**TO-DO ITEM**
Pull out every line in the data that contains the word "optional", matching case exactly.

*** Opening of DATA EXTRACT ***

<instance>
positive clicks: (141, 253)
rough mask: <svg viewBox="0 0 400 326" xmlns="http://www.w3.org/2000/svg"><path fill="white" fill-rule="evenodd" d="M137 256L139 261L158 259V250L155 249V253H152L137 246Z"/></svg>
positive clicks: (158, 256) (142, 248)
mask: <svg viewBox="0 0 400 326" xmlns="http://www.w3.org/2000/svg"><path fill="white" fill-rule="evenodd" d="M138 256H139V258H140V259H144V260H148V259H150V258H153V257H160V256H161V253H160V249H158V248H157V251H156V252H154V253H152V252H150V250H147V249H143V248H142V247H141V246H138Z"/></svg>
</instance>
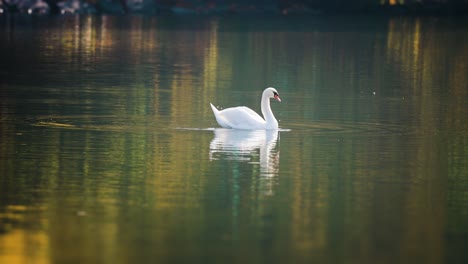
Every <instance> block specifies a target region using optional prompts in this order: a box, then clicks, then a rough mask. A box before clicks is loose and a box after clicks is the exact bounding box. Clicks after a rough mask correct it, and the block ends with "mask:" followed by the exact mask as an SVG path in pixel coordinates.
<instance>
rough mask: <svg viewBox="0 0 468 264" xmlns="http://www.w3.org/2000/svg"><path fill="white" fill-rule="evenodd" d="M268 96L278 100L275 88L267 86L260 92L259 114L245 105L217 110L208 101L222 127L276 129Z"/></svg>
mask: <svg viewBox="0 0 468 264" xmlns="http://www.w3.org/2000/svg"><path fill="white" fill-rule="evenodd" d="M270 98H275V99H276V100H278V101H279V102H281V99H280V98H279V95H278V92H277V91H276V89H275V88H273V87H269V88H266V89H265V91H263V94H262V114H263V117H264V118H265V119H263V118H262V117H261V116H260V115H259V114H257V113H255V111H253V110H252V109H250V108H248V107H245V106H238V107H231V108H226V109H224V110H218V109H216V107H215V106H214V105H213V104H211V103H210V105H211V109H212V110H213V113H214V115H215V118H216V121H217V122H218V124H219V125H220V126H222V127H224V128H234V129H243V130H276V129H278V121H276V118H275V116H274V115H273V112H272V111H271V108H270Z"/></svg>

*** Close of DATA EXTRACT ***
*** Opening of DATA EXTRACT ***

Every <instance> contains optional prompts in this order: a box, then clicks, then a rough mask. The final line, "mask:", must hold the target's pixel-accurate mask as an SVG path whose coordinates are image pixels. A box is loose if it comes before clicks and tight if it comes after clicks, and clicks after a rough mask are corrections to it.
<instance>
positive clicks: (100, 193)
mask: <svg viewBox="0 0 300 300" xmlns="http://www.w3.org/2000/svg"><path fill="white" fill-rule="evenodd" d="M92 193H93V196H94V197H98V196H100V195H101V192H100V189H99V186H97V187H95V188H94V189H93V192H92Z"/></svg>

*** Close of DATA EXTRACT ***

**TASK RESPONSE**
Every <instance> block specifies a target region using optional prompts in this order: a box, then clicks, then a rough mask. A box before clicks is loose and a box after clicks is the exact bounding box. Clicks after a rough mask correct it, and the block ends with "mask:" followed by the exact mask as an SVG path in pixel coordinates.
Every <instance> contains optional prompts in this order: a box, then clicks, then a rough mask. The final line, "mask:", must hold the target's pixel-accurate mask as an SVG path whose coordinates are image pixels. A box is loose if it comes before clicks and tight if it comes after clicks, and clicks after a rough mask are corrections to it.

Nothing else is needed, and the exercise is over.